— BEGIN PROVIDED TEXT —

Skip to main content

Exporting comments from Orchard CMS to import them into Disqus - Part 1

I have during the span of a month been working on migrating my old blog posts from LiteMedia.info to this blog, and I have succeeded. Over 200 blog posts have been manually translated from HTML to Markdown. I have verified every link, moved every image and am forwarding all requests to old URLs to the new blog. All is done, except comments.

I've been bad at managing comments on my old blog, because it was swamped with spam. It was impossible to find the true comments in the ocean of crap. And if you think you could categorize and filter out spam comments, then you'll quickly realize that spam comments have become exceedingly qualified. In the end, I still have a few hundreds of approved comments that I wanted to move over.

When you migrate to Disqus you should export your comments to a WXR1 format. This format has no documentation at all, but it is the standard export format when you're exporting from Wordpress. You will find an example XML from Disqus when you google it.

Orchard CML Import/Export

Simple enough, I assumed I could just export the comments from Orchard and transform the result to the correct format, but my Orchard CMS site seemed broken. The export would fail, no matter what I did, and it didn't fail with a nice stacktrace either. The application pool would just give up and die. Instead of wasting time trying to get the export to work, I decided to extract the information myself from the database.

SQL Server Compact 4

As not to make it too easy on me, I once decided that SQL Server Compact 4 would be quite enough for my little blog. Also because I didn't want to spend any extra dime on SQL Azure database services. This was quite a bad idea as it has only given me headaches2.

So I would use F# 2.0 and some SQL to extract the data from the database. If I were to use F# 3.0 I could utilize type providers and maybe make working with the database a bit smoother, but this is not code that will be sustained in the future, so I decided I could use the F# 2.0 that I had installed in my old Visual Studio 2010.

— END PROVIDED TEXT —

WORK TO COMPLETE:
**1)** Please write out the passage from the post on exporting Orchard comments, starting at "Orchard CML Import/Export" and ending at "myself from the database.", word for word.
**2)** Locate each line of the listing that contains the word "tile" and copy those lines.

— BEGIN GIVEN RECORDS —

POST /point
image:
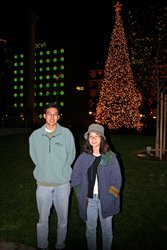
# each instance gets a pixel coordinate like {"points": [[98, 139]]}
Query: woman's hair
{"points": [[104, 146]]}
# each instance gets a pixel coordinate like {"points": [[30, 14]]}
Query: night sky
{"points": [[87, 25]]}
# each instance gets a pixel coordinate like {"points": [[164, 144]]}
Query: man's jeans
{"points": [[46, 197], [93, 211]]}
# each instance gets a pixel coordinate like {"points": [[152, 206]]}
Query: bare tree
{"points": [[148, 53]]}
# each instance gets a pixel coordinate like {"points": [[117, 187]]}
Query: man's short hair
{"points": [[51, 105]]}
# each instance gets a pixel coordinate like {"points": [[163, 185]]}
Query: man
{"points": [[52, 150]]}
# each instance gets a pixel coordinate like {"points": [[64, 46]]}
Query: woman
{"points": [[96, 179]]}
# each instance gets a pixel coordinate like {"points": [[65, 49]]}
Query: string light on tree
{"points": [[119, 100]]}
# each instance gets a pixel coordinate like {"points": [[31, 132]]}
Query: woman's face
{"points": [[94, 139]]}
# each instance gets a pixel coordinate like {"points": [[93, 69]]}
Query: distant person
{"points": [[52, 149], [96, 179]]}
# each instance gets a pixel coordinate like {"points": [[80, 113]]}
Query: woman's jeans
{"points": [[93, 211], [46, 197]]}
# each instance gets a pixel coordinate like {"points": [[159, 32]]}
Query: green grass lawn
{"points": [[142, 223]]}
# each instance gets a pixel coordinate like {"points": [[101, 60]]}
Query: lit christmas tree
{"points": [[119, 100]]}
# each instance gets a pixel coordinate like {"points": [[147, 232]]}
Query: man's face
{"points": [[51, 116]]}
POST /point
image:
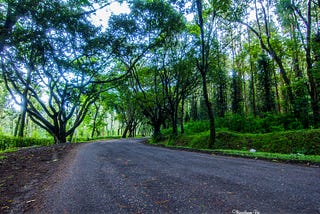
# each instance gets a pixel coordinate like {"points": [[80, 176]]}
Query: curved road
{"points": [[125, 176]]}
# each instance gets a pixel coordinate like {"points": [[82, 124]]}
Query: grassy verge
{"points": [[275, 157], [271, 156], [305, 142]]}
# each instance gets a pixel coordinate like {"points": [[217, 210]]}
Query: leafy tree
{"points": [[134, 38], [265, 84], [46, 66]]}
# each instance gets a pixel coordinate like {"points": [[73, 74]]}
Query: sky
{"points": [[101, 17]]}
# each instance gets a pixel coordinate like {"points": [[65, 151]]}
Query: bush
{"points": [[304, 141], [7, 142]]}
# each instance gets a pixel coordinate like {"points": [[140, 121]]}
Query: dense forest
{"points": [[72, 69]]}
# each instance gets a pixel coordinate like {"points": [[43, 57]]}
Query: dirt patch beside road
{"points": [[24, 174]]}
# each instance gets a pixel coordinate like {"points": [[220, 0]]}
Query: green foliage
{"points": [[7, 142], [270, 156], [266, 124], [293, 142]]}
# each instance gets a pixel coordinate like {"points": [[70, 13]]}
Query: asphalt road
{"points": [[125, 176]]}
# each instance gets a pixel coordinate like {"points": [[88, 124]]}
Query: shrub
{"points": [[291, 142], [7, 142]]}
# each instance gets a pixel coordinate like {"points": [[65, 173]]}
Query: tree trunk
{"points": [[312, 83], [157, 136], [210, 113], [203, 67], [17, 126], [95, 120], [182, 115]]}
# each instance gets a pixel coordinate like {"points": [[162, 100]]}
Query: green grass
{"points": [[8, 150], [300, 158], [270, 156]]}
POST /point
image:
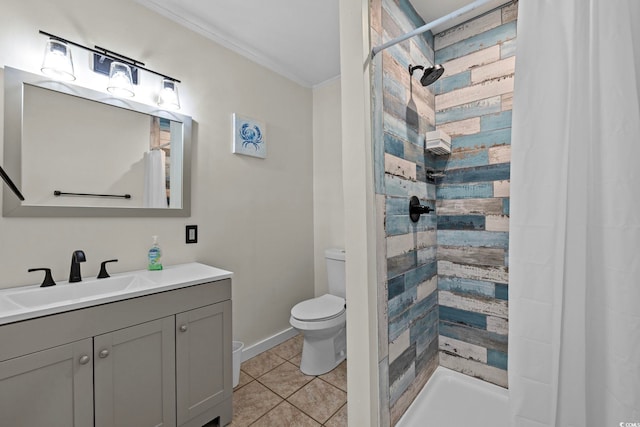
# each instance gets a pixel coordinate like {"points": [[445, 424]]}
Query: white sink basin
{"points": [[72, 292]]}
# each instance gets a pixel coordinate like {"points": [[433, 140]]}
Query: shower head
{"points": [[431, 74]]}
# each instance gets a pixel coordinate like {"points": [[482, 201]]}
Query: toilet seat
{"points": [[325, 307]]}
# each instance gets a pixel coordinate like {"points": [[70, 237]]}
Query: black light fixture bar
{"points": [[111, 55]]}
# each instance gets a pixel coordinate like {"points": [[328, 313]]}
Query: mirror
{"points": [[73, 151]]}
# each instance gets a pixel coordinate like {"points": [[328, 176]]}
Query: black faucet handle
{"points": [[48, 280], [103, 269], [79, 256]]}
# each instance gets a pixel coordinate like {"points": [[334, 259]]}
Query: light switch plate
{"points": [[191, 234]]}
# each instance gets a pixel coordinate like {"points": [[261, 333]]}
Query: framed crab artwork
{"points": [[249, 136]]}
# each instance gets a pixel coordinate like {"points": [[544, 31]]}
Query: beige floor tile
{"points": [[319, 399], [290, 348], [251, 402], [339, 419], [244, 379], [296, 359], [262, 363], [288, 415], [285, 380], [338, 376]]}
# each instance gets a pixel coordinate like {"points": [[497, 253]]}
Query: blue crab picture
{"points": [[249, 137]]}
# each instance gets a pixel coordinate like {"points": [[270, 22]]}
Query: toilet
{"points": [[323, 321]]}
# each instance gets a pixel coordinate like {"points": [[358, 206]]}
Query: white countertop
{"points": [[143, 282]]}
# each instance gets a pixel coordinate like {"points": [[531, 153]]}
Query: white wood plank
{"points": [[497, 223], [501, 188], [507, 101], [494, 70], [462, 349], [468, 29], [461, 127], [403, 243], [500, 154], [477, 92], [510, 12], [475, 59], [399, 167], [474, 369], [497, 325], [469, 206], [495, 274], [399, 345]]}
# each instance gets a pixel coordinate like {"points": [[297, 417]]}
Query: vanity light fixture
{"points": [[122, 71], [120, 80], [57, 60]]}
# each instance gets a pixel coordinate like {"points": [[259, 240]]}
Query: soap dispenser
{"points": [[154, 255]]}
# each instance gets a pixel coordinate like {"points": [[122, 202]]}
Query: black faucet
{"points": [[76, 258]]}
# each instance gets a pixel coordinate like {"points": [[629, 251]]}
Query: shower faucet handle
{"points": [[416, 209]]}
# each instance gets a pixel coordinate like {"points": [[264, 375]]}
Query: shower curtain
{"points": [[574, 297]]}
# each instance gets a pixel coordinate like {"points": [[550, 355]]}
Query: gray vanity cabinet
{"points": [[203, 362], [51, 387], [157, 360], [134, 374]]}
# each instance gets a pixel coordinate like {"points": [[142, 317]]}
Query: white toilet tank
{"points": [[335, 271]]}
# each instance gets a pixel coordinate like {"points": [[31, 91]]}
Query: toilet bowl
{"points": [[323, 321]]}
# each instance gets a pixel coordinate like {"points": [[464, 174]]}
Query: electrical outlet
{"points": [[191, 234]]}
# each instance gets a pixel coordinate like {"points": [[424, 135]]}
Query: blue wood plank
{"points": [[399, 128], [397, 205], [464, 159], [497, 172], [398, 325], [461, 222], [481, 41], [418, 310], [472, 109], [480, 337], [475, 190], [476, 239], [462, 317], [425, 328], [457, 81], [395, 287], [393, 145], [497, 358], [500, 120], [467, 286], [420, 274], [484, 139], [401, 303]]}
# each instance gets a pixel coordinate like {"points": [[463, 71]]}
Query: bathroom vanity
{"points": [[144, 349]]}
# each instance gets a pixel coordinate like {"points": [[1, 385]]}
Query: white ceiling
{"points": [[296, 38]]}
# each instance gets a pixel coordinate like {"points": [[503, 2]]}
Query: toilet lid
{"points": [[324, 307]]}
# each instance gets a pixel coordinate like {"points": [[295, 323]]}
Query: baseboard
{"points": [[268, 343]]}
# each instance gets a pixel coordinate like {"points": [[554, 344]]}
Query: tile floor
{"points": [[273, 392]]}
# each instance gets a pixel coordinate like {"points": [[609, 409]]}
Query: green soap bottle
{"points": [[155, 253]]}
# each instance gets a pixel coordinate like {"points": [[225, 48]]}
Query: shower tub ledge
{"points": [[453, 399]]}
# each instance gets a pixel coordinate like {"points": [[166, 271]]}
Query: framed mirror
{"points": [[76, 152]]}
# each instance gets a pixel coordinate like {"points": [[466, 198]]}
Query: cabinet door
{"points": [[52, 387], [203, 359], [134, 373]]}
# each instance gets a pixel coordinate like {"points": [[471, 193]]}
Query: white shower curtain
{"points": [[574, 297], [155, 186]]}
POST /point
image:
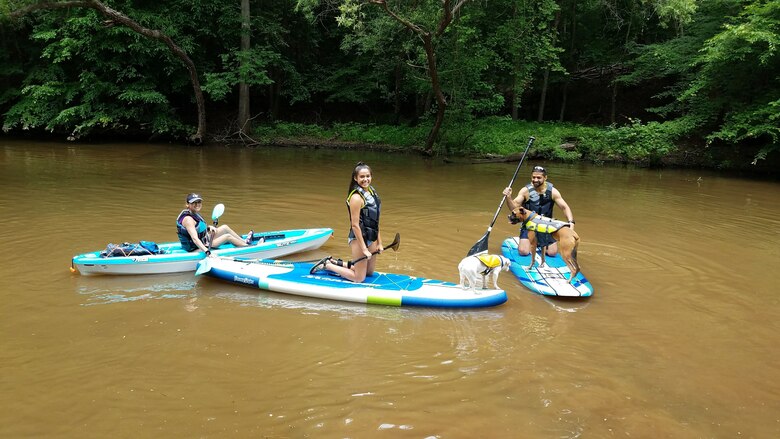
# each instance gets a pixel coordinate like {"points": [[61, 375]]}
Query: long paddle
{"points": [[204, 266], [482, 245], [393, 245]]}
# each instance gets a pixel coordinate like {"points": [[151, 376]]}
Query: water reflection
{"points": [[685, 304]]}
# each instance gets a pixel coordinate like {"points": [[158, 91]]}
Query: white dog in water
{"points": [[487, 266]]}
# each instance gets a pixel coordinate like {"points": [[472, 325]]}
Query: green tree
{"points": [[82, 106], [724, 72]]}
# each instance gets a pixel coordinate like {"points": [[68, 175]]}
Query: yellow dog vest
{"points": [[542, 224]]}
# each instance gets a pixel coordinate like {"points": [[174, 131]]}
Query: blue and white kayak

— END GIVEN RECORDS —

THE REPLIES:
**1)**
Orchard CML Import/Export

Simple enough, I assumed I could just export the comments from Orchard and transform the result to the correct format, but my Orchard CMS site seemed broken. The export would fail, no matter what I did, and it didn't fail with a nice stacktrace either. The application pool would just give up and die. Instead of wasting time trying to get the export to work, I decided to extract the information myself from the database.

**2)**
Query: beige floor tile
Query: tile floor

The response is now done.